Your objective: For each record below, set it down exactly but leave out any picture.

Information shown:
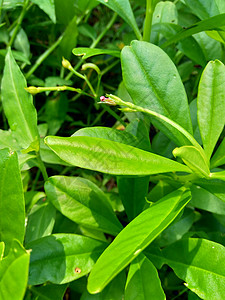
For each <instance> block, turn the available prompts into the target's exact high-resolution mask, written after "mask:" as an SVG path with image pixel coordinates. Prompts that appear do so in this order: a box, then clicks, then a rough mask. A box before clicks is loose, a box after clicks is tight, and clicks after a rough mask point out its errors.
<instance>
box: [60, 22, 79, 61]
mask: <svg viewBox="0 0 225 300" xmlns="http://www.w3.org/2000/svg"><path fill="white" fill-rule="evenodd" d="M77 36H78V30H77V17H73V19H72V20H71V21H70V23H69V24H68V26H67V28H66V30H65V32H64V34H63V38H62V41H61V43H60V44H59V55H60V56H61V57H65V58H66V59H69V60H70V59H71V56H72V50H73V48H74V47H76V45H77Z"/></svg>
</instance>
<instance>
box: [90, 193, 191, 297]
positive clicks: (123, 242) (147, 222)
mask: <svg viewBox="0 0 225 300" xmlns="http://www.w3.org/2000/svg"><path fill="white" fill-rule="evenodd" d="M190 198H191V195H190V191H189V190H187V189H185V188H181V189H179V190H176V191H175V192H173V193H171V194H169V195H167V196H165V197H164V198H162V199H161V200H160V201H159V202H157V203H155V204H153V205H152V206H151V207H150V208H148V209H146V210H145V211H144V212H142V213H141V214H140V215H139V216H138V217H136V218H135V219H134V220H133V221H131V222H130V223H129V224H128V225H127V226H126V227H125V228H124V229H123V230H122V231H121V232H120V233H119V235H118V236H117V237H116V238H115V240H114V241H113V242H112V243H111V244H110V245H109V247H108V248H107V249H106V250H105V251H104V252H103V254H102V255H101V257H100V258H99V259H98V261H97V263H96V264H95V266H94V268H93V270H92V272H91V274H90V276H89V281H88V290H89V292H90V293H93V294H94V293H98V292H100V291H101V290H102V289H103V288H104V287H105V286H106V285H107V284H108V283H109V282H110V281H111V280H112V279H113V278H114V277H115V276H116V275H117V274H118V273H119V272H120V271H121V270H123V269H124V268H125V267H126V266H127V265H128V264H129V263H130V262H131V261H132V260H134V259H135V258H136V257H137V255H138V254H140V253H141V252H142V251H143V250H144V249H145V248H146V247H147V246H148V245H149V244H150V243H151V242H152V241H153V240H154V239H155V238H156V237H157V236H158V235H159V234H160V233H161V232H162V231H163V230H164V229H165V228H166V227H167V226H168V225H169V224H170V223H171V222H172V221H173V220H174V219H175V218H176V216H177V215H178V214H179V213H180V211H181V210H182V209H183V208H184V206H185V205H186V204H187V203H188V202H189V200H190Z"/></svg>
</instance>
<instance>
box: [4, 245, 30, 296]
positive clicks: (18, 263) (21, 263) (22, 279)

Response to this exercise:
For each <instance> block, turn the available prompts into the target's exact high-resolution mask, written after "mask:" as an SVG path with image pixel coordinates. Prompts that appear do so in this order: a box, then clicks, then a rough mask. A box before clicks is loose, a box after clicks is tight, and clicks after a rough mask point out its errors.
<instance>
box: [60, 22, 79, 61]
mask: <svg viewBox="0 0 225 300" xmlns="http://www.w3.org/2000/svg"><path fill="white" fill-rule="evenodd" d="M77 36H78V30H77V17H73V19H72V20H71V21H70V23H69V24H68V26H67V28H66V30H65V32H64V34H63V38H62V41H61V43H60V44H59V55H60V56H61V57H65V58H66V59H69V60H70V59H71V56H72V50H73V48H74V47H76V45H77Z"/></svg>
</instance>
<instance>
box: [90, 193, 191, 297]
positive clicks: (123, 242) (147, 222)
mask: <svg viewBox="0 0 225 300" xmlns="http://www.w3.org/2000/svg"><path fill="white" fill-rule="evenodd" d="M190 198H191V195H190V191H189V190H187V189H185V188H181V189H179V190H176V191H175V192H173V193H171V194H169V195H167V196H165V197H164V198H162V199H161V200H160V201H159V202H157V203H155V204H153V205H152V206H151V207H150V208H148V209H146V210H145V211H144V212H142V213H141V214H140V215H139V216H138V217H136V218H135V219H134V220H133V221H131V222H130V223H129V224H128V225H127V226H126V227H125V228H124V229H123V230H122V231H121V232H120V233H119V235H118V236H117V237H116V238H115V240H114V241H113V242H112V243H111V244H110V245H109V247H108V248H107V249H106V250H105V251H104V252H103V254H102V255H101V257H100V258H99V259H98V261H97V263H96V264H95V266H94V268H93V270H92V272H91V274H90V276H89V281H88V290H89V292H90V293H93V294H94V293H98V292H100V291H101V290H102V289H103V288H104V287H105V286H106V285H107V284H108V283H109V282H110V281H111V280H112V279H113V278H114V277H115V276H116V275H117V274H118V273H119V272H120V271H121V270H123V269H124V268H125V267H126V266H127V265H128V264H129V263H130V262H131V261H132V260H134V259H135V258H136V257H137V255H138V254H140V253H141V252H142V251H143V250H144V249H145V248H146V247H147V246H148V245H149V244H150V243H151V242H152V241H153V240H154V239H155V238H156V237H157V236H158V235H159V234H160V233H161V232H162V231H163V230H164V229H165V228H166V227H167V226H168V225H169V224H170V223H171V222H172V221H173V220H174V219H175V218H176V216H177V215H178V214H179V213H180V211H181V210H182V209H183V208H184V206H185V205H186V204H187V203H188V202H189V200H190Z"/></svg>
</instance>
<instance>
box: [4, 245, 30, 296]
positive clicks: (18, 263) (21, 263) (22, 279)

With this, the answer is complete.